* **EXERCISE OBJECTIVE**: Please retype the records below exactly as they appear, leaving out every picture.

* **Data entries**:
________

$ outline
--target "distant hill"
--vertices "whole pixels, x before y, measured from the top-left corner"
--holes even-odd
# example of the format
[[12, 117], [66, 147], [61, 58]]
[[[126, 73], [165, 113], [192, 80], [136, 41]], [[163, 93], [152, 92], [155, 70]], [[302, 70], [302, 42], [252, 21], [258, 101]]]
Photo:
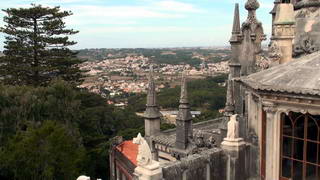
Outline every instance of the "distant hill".
[[229, 48], [163, 48], [163, 49], [82, 49], [78, 57], [86, 60], [105, 60], [127, 56], [145, 56], [158, 64], [199, 65], [203, 60], [219, 62], [230, 59]]

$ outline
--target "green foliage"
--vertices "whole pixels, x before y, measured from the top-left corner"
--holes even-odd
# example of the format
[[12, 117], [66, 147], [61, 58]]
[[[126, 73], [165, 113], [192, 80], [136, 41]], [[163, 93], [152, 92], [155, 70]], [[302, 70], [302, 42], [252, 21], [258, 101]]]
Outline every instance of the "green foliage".
[[[219, 109], [225, 105], [226, 88], [219, 83], [225, 82], [226, 75], [208, 77], [188, 83], [188, 98], [192, 109], [201, 110], [203, 114], [195, 121], [208, 120], [218, 116]], [[157, 101], [162, 109], [177, 109], [179, 107], [180, 86], [162, 90], [157, 95]], [[131, 96], [128, 104], [135, 111], [145, 109], [146, 95]]]
[[176, 125], [174, 125], [174, 124], [162, 123], [160, 126], [160, 129], [161, 129], [161, 131], [165, 131], [168, 129], [173, 129], [175, 127], [176, 127]]
[[[48, 87], [0, 85], [0, 179], [75, 179], [81, 174], [107, 179], [109, 139], [143, 132], [143, 119], [106, 101], [64, 81]], [[124, 132], [129, 129], [131, 134]], [[39, 151], [44, 154], [36, 156]], [[67, 162], [56, 163], [69, 152], [75, 154], [65, 158]], [[29, 162], [30, 168], [21, 169]], [[31, 171], [43, 163], [50, 166]], [[55, 169], [58, 166], [68, 168]]]
[[11, 85], [47, 85], [54, 78], [78, 83], [82, 77], [76, 53], [68, 46], [76, 44], [66, 29], [65, 17], [72, 15], [60, 7], [9, 8], [0, 29], [5, 33], [4, 55], [0, 58], [0, 76]]
[[1, 154], [2, 168], [14, 179], [75, 179], [84, 162], [78, 138], [54, 121], [17, 133]]

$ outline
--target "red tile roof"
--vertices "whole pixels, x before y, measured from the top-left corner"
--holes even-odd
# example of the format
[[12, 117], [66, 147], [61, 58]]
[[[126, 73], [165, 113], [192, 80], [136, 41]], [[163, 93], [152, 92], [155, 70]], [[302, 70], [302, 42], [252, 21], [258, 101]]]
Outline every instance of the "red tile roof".
[[122, 152], [134, 165], [137, 166], [138, 145], [131, 141], [123, 141], [117, 146], [117, 149]]

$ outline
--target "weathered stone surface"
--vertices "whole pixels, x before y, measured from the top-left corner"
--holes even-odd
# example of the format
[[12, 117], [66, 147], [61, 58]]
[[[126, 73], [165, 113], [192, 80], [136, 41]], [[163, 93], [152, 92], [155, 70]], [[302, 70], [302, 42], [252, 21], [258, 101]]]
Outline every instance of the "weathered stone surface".
[[244, 84], [256, 90], [320, 95], [320, 53], [295, 59], [243, 77]]

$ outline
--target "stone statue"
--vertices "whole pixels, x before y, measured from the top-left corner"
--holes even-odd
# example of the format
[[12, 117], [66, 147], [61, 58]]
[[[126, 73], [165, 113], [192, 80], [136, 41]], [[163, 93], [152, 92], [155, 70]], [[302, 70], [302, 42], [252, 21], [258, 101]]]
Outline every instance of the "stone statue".
[[224, 148], [239, 148], [245, 145], [243, 138], [239, 137], [239, 122], [237, 121], [237, 114], [232, 115], [228, 122], [227, 137], [223, 139], [221, 146]]
[[77, 180], [90, 180], [90, 177], [82, 175], [82, 176], [79, 176]]
[[139, 166], [147, 166], [152, 163], [152, 154], [147, 141], [139, 133], [136, 138], [133, 138], [133, 143], [138, 144], [137, 162]]
[[239, 138], [239, 122], [237, 121], [237, 115], [232, 115], [228, 122], [227, 139]]

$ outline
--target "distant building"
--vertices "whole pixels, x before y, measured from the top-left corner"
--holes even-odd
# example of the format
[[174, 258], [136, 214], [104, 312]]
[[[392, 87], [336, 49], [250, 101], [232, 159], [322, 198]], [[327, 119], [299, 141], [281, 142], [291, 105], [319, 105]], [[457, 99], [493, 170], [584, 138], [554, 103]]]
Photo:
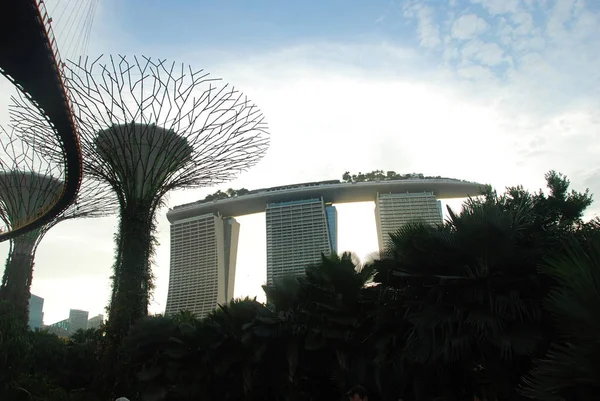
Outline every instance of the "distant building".
[[87, 329], [99, 329], [104, 323], [104, 315], [100, 314], [90, 318], [87, 321]]
[[379, 250], [385, 249], [390, 234], [406, 223], [441, 224], [442, 204], [432, 192], [377, 194], [375, 222]]
[[87, 329], [87, 321], [88, 321], [89, 312], [79, 310], [79, 309], [71, 309], [69, 311], [69, 335], [73, 335], [77, 330], [86, 330]]
[[337, 212], [322, 198], [269, 203], [266, 218], [267, 284], [302, 275], [337, 249]]
[[278, 277], [303, 274], [308, 265], [320, 261], [322, 253], [338, 252], [333, 204], [375, 201], [383, 249], [389, 234], [409, 221], [441, 223], [437, 198], [477, 195], [480, 188], [478, 183], [441, 177], [331, 180], [261, 188], [223, 199], [206, 197], [175, 206], [167, 213], [171, 276], [166, 314], [189, 310], [203, 316], [217, 303], [231, 299], [239, 224], [220, 216], [266, 212], [267, 283], [271, 284]]
[[69, 319], [61, 320], [46, 326], [50, 333], [56, 334], [59, 337], [69, 337]]
[[337, 253], [338, 242], [337, 242], [337, 209], [331, 203], [328, 203], [325, 207], [325, 214], [327, 215], [327, 230], [329, 230], [329, 241], [331, 242], [331, 252]]
[[44, 298], [31, 294], [29, 298], [29, 328], [31, 330], [44, 327]]
[[210, 213], [171, 224], [171, 268], [165, 314], [206, 316], [233, 298], [240, 224]]

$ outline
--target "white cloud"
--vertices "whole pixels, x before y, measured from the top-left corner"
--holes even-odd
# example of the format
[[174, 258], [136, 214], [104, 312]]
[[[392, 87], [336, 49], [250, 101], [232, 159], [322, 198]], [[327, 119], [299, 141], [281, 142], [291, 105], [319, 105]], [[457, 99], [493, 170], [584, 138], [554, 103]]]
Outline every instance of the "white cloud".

________

* **SOLUTION TO THIS TASK**:
$ outline
--target "distant hill"
--vertices "whole pixels, x before y, measured from the top-left corner"
--holes even-odd
# example of the format
[[12, 117], [66, 147], [61, 58]]
[[[126, 73], [165, 113], [192, 80], [136, 41]], [[163, 93], [152, 92], [155, 70]], [[302, 70], [302, 42], [252, 21], [258, 101]]]
Photo:
Outline every instance of the "distant hill".
[[229, 48], [163, 48], [163, 49], [82, 49], [78, 57], [86, 60], [105, 60], [127, 56], [145, 56], [158, 64], [199, 65], [203, 60], [219, 62], [230, 59]]

$ outline
--target "green foliage"
--vertices "whole pixels, x before y, measured from the top-left corner"
--holes even-odd
# example of the format
[[12, 117], [66, 147], [61, 58]]
[[[126, 73], [165, 113], [192, 80], [136, 41]], [[163, 93], [152, 92], [155, 70]], [[302, 70], [302, 42], [252, 21], [258, 101]]]
Outline every instance of the "green foliage".
[[[219, 109], [225, 105], [226, 88], [219, 83], [225, 82], [226, 75], [208, 77], [188, 83], [188, 98], [192, 109], [201, 110], [203, 114], [195, 121], [208, 120], [218, 116]], [[157, 101], [162, 109], [177, 109], [179, 107], [180, 86], [162, 90], [157, 95]], [[131, 96], [128, 104], [135, 111], [145, 109], [146, 95]]]
[[176, 125], [174, 125], [174, 124], [162, 123], [160, 126], [160, 129], [161, 129], [161, 131], [165, 131], [168, 129], [173, 129], [175, 127], [176, 127]]
[[[48, 87], [0, 85], [0, 179], [75, 179], [81, 174], [107, 179], [109, 139], [143, 132], [143, 119], [106, 101], [64, 81]], [[124, 132], [129, 129], [131, 134]], [[39, 151], [44, 154], [36, 156]], [[67, 162], [56, 163], [69, 152], [75, 154], [65, 158]], [[29, 162], [30, 168], [21, 169]], [[31, 171], [43, 163], [50, 166]], [[55, 169], [58, 166], [68, 168]]]
[[11, 85], [47, 85], [54, 78], [78, 83], [82, 77], [76, 53], [68, 46], [76, 44], [66, 29], [65, 17], [72, 15], [60, 7], [9, 8], [0, 29], [5, 33], [4, 55], [0, 58], [0, 76]]
[[1, 154], [2, 168], [14, 179], [75, 179], [84, 162], [78, 138], [54, 121], [17, 133]]

$ outline
--target "red tile roof"
--vertices "whole pixels, x before y, measured from the top-left corner"
--holes even-odd
# example of the format
[[12, 117], [66, 147], [61, 58]]
[[[126, 73], [165, 113], [192, 80], [136, 41]], [[163, 93], [152, 92], [155, 70]], [[302, 70], [302, 42], [252, 21], [258, 101]]]
Outline every instance of the "red tile roof".
[[122, 152], [134, 165], [137, 166], [138, 145], [131, 141], [123, 141], [117, 146], [117, 149]]

$ outline
--target "weathered stone surface"
--vertices "whole pixels, x before y, measured from the top-left corner"
--holes even-odd
# example of the format
[[12, 117], [66, 147], [61, 58]]
[[[126, 73], [165, 113], [192, 80], [136, 41]], [[163, 93], [152, 92], [155, 70]], [[302, 70], [302, 42], [252, 21], [258, 101]]]
Outline every instance of the "weathered stone surface".
[[244, 84], [256, 90], [320, 95], [320, 53], [295, 59], [243, 77]]

$ outline
--target "stone statue"
--vertices "whole pixels, x before y, measured from the top-left corner"
--holes even-odd
# example of the format
[[12, 117], [66, 147], [61, 58]]
[[[126, 73], [165, 113], [192, 80], [136, 41]], [[163, 93], [152, 92], [155, 70]], [[302, 70], [302, 42], [252, 21], [258, 101]]]
Outline every instance of the "stone statue".
[[224, 148], [239, 148], [245, 145], [243, 138], [239, 137], [239, 122], [237, 121], [237, 114], [232, 115], [228, 122], [227, 137], [223, 139], [221, 146]]
[[77, 180], [90, 180], [90, 177], [82, 175], [82, 176], [79, 176]]
[[139, 166], [147, 166], [152, 163], [152, 154], [147, 141], [139, 133], [136, 138], [133, 138], [133, 143], [138, 144], [137, 162]]
[[239, 138], [239, 122], [237, 121], [237, 115], [232, 115], [228, 122], [227, 139]]

$ outline
--target "distant building"
--vertices "whole pixels, x before y, measured from the top-left corner"
--holes even-odd
# example of the format
[[174, 258], [136, 214], [104, 312]]
[[[392, 87], [336, 49], [250, 101], [232, 159], [322, 198]], [[327, 119], [299, 141], [281, 142], [291, 105], [319, 105]], [[457, 99], [493, 170], [584, 138], [554, 103]]]
Photo:
Outline every instance of the "distant building".
[[87, 329], [99, 329], [104, 323], [104, 315], [100, 314], [90, 318], [87, 321]]
[[379, 250], [385, 249], [390, 234], [406, 223], [441, 224], [442, 204], [432, 192], [377, 194], [375, 222]]
[[87, 329], [87, 321], [88, 321], [89, 312], [79, 310], [79, 309], [71, 309], [69, 311], [69, 335], [73, 335], [77, 330], [86, 330]]
[[337, 212], [322, 198], [269, 203], [266, 218], [267, 284], [302, 275], [337, 249]]
[[278, 277], [303, 274], [308, 265], [320, 261], [322, 253], [338, 252], [333, 204], [375, 201], [383, 249], [389, 234], [409, 221], [441, 223], [437, 198], [477, 195], [480, 188], [478, 183], [441, 177], [331, 180], [261, 188], [223, 199], [206, 197], [175, 206], [167, 213], [171, 276], [166, 314], [189, 310], [203, 316], [217, 303], [231, 299], [239, 224], [220, 216], [266, 212], [267, 283], [271, 284]]
[[69, 319], [61, 320], [46, 326], [50, 333], [56, 334], [59, 337], [69, 337]]
[[337, 253], [338, 242], [337, 242], [337, 209], [331, 203], [328, 203], [325, 207], [325, 214], [327, 215], [327, 230], [329, 230], [329, 241], [331, 242], [331, 252]]
[[44, 298], [31, 294], [29, 298], [29, 328], [31, 330], [44, 327]]
[[210, 213], [171, 224], [171, 268], [165, 314], [206, 316], [233, 298], [240, 224]]

$ outline
--target "white cloud"
--vertices "whole pixels, x before y, measured from the top-left corner"
--holes even-odd
# example of the format
[[174, 258], [136, 214], [104, 312]]
[[[392, 87], [336, 49], [250, 101], [232, 159], [322, 198]], [[327, 119], [299, 141], [281, 142], [291, 105], [319, 105]], [[457, 99], [493, 170], [584, 138], [554, 103]]]
Outline every instance of the "white cloud".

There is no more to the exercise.